* Stated task *
Change "set a single point" to "place one point" in the material starting at the line that contains "For each instance of the striped" and ending at the end of the material. Rewrite those lines with nothing else altered.
** START **
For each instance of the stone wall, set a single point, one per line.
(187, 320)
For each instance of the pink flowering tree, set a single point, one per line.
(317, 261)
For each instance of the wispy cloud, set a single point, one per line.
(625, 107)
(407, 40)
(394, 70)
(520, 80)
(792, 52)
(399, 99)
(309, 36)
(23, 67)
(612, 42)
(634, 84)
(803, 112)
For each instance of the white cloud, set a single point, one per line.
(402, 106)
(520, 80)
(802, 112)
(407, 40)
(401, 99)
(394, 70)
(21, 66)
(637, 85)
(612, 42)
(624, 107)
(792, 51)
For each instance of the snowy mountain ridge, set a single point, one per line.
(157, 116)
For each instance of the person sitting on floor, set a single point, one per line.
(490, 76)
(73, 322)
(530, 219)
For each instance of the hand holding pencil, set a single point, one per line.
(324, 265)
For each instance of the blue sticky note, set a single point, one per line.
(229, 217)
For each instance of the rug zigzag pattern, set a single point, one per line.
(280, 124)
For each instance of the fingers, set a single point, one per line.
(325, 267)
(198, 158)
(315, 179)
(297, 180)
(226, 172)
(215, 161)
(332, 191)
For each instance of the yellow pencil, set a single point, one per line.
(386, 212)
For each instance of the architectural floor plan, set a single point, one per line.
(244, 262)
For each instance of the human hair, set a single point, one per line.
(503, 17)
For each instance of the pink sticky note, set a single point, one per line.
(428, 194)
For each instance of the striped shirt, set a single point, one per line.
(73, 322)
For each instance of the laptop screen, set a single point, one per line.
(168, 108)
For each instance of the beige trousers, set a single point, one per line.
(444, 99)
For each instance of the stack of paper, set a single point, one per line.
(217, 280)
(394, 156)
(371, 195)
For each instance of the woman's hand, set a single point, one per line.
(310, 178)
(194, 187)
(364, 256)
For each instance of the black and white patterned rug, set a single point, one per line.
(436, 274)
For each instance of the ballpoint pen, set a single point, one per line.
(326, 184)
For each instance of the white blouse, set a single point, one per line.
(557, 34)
** END **
* Task output *
For each instance of the striped shirt, place one point, one per line.
(73, 322)
For each instance of the laptop screen, place one point, one per line.
(168, 108)
For each instance of the beige trousers, place one point, one per line.
(444, 99)
For each instance of the stack of paper, place one point, one per line.
(217, 280)
(394, 156)
(371, 195)
For each instance of the woman's hand, place one point, one per line.
(310, 178)
(194, 187)
(364, 256)
For each instance of the black and white patterned rug, place one point, one per line.
(436, 274)
For each instance of the ballpoint pen, place one point, one per line.
(326, 184)
For each instance of the white blouse, place one point, one per line.
(557, 34)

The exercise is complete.